Hace más de una década, cómo pasa el tiempo, asistí a una conferencia del intelectual Carlos Taibo en Ciudad Real. Recuerdo que, en defensa de la política del decrecimiento, Taibo profetizaba sobre la necesidad de un cambio radical de nuestro modo de vida para evitar el colapso al que nos veía abocados, un colapso económico y medioambiental. Es cierto, sospecho, que resulta hoy en día más sencillo profetizar catástrofes que tener capacidad de maniobra para virar el descontrolado rumbo mundial, pero no por ello su hipótesis resultaba menos esclarecedora.
Carlos Taibo publicó un ensayo titulado “Colapso” años después, en 2016, y con subtítulo “capitalismo terminal, transición ecosocial y ecofascismo”. Y en 2019 aprovechó nuevamente el concepto para titular otra reflexión “Ante el colapso: por la autogestión y por el apoyo mutuo”. No procede, en este humilde y breve rincón, ni juzgar ni profundizar ni valorar el dramatismo evidenciado del profesor madrileño.

- Orden de trabajo 1 -
Indica si cada una de estas afirmaciones coincide con el extracto sobre Carlos Taibo: (a) la conferencia de Taibo se celebró en Ciudad Real; (b) el ensayo "Colapso" apareció en 2019; (c) el autor valora a fondo el dramatismo de Taibo. Responde sí o no a cada una y cita textualmente las palabras del extracto que lo deciden.
- Orden de trabajo 2 -
Prosigue el extracto sobre Carlos Taibo a partir de su última oración.

(Datos de localización de objetos mediante lenguaje natural)
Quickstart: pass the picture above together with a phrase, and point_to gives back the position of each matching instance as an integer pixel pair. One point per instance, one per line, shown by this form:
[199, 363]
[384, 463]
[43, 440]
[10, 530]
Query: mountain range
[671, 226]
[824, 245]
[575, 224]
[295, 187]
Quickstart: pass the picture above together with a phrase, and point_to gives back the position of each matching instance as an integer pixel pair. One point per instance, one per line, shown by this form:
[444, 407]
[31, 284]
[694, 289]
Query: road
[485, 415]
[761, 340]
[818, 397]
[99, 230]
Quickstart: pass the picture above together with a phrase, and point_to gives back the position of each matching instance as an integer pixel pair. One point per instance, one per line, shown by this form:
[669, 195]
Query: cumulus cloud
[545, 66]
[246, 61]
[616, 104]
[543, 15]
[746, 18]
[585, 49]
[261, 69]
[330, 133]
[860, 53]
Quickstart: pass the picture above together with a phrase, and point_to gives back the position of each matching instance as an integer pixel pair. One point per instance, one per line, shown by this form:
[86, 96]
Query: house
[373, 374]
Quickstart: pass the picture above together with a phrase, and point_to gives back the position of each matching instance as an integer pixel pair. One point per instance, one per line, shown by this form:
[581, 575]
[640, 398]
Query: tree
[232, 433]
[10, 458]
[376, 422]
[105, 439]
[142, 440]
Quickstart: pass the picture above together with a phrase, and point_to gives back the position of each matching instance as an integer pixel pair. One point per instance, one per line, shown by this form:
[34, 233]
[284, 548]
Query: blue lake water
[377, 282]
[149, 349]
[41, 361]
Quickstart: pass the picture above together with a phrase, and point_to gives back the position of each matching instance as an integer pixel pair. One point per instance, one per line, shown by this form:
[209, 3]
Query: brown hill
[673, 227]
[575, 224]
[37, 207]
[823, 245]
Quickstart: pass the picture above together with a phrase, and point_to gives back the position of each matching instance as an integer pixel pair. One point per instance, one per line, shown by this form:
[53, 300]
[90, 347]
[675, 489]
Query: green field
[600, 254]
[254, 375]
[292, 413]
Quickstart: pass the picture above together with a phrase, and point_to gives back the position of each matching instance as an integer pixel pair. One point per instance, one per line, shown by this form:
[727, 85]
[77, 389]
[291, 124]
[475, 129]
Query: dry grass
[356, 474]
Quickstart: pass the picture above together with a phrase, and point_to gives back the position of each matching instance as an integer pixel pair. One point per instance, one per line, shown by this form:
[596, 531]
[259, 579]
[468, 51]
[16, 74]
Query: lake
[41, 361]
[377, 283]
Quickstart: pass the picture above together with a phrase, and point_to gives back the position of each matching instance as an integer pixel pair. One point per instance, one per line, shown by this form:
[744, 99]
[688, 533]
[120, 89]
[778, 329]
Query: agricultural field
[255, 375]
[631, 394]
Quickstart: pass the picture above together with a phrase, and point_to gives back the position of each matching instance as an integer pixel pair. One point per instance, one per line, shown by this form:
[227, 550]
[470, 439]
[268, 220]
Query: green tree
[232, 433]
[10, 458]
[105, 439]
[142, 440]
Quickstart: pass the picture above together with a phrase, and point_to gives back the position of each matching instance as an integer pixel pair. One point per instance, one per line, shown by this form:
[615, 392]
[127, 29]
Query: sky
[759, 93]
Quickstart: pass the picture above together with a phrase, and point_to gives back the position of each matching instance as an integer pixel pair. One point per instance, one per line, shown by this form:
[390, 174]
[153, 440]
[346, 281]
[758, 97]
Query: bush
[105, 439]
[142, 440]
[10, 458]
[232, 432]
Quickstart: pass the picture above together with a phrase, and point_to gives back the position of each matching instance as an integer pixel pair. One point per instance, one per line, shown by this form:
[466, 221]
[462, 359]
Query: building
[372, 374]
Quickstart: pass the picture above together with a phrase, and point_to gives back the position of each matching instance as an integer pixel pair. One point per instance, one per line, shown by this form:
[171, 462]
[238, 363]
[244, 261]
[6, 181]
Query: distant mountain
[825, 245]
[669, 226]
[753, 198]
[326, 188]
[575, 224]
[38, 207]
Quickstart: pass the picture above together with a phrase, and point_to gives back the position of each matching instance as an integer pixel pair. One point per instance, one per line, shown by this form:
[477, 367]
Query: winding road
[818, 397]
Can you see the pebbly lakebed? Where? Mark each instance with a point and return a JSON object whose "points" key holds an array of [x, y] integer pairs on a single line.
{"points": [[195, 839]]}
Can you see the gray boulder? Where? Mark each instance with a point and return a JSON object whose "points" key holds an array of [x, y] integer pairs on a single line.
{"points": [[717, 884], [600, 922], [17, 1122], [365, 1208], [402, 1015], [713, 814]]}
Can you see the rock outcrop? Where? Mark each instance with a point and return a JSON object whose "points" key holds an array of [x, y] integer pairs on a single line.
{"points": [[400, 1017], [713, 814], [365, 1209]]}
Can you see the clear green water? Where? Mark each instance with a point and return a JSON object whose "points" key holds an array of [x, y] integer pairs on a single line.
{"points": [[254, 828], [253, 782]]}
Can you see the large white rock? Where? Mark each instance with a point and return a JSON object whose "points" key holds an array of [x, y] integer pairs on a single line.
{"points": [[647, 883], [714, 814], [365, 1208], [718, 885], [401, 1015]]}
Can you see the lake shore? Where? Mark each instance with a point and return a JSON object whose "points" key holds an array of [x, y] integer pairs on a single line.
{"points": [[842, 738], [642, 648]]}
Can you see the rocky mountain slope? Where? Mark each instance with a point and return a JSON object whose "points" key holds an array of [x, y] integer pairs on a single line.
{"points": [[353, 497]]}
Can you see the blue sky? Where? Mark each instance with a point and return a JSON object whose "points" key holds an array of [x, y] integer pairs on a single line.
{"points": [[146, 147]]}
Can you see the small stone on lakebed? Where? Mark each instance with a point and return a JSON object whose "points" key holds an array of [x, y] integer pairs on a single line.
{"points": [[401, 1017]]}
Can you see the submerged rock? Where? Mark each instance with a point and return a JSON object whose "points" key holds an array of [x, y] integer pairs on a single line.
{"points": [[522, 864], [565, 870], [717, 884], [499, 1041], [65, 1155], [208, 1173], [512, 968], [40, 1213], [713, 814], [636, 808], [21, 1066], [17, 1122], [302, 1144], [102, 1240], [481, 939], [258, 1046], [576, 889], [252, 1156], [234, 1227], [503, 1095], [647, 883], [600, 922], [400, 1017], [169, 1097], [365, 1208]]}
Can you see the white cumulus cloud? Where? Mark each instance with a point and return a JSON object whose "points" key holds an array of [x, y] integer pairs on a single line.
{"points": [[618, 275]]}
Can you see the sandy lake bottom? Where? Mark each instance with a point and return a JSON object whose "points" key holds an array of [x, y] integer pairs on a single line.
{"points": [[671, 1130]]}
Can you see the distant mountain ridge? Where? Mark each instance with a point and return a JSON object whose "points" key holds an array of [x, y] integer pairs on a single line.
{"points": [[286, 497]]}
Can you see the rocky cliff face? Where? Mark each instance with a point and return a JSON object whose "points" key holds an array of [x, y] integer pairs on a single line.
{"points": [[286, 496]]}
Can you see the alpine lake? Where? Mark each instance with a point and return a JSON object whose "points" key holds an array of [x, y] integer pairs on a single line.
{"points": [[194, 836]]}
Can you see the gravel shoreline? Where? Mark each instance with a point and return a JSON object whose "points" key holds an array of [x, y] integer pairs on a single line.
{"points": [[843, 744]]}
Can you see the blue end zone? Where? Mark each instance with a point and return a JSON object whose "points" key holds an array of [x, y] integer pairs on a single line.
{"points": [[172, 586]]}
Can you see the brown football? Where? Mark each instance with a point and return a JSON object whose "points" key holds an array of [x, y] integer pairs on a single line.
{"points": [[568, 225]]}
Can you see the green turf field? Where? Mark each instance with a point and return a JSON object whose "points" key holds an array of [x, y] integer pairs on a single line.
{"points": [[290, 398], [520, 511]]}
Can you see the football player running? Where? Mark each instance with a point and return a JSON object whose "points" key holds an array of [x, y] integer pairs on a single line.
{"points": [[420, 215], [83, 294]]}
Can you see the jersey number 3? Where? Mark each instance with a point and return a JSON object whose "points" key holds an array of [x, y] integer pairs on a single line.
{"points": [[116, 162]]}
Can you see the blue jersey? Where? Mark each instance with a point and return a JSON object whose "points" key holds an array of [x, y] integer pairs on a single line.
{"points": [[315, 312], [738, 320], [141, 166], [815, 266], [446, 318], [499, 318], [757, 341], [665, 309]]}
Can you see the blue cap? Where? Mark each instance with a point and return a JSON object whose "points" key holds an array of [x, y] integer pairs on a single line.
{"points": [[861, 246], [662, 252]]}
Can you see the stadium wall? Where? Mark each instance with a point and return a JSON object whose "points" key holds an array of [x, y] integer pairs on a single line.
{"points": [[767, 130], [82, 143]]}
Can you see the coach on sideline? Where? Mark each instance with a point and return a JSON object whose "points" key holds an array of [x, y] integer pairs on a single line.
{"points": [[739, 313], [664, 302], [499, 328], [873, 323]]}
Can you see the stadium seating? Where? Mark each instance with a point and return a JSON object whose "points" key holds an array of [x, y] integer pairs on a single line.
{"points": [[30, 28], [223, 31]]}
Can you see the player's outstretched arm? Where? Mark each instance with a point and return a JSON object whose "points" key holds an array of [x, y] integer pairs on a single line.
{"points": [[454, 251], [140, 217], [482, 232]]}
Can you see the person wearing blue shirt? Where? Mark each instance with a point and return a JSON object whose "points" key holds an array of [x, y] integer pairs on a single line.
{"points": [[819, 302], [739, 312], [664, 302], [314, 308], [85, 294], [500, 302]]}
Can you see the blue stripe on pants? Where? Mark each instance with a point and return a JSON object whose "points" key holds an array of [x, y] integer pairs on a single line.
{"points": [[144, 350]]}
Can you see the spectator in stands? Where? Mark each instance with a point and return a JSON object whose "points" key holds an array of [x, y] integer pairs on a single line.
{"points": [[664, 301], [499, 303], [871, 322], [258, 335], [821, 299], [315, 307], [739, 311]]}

- Respuesta escrita 1 -
(a) Sí: "asistí a una conferencia del intelectual Carlos Taibo en Ciudad Real".
(b) No: "años después, en 2016".
(c) No: "No procede, en este humilde y breve rincón, ni juzgar ni profundizar ni valorar el dramatismo evidenciado del profesor madrileño".

- Respuesta escrita 2 -
Supongo que, hoy en día, todos sentimos esa sensación de incertidumbre ante un precipicio que cada vez da más síntomas de flaqueza. Entendemos que nuestras “certezas del bienestar” se pueden resquebrajar y lo constatamos cuando vemos, por ejemplo, edificios requemados en Mariupol, una periodista asesinada en su coche, el gasoil a dos euros y la factura de la luz imposible. Nuestra debilidad al desnudo: no quisimos un Ejército ni un Ministerio de Defensa y tenemos guerra y amenazas territoriales poco diplomáticas; no quisimos contener gasto ni asumir una política económica adulta y tenemos un océano de deuda con fuerte oleaje de inflación. Así, el futuro se presenta, cuanto menos, desesperanzado y, quién sabe, al borde del colapso.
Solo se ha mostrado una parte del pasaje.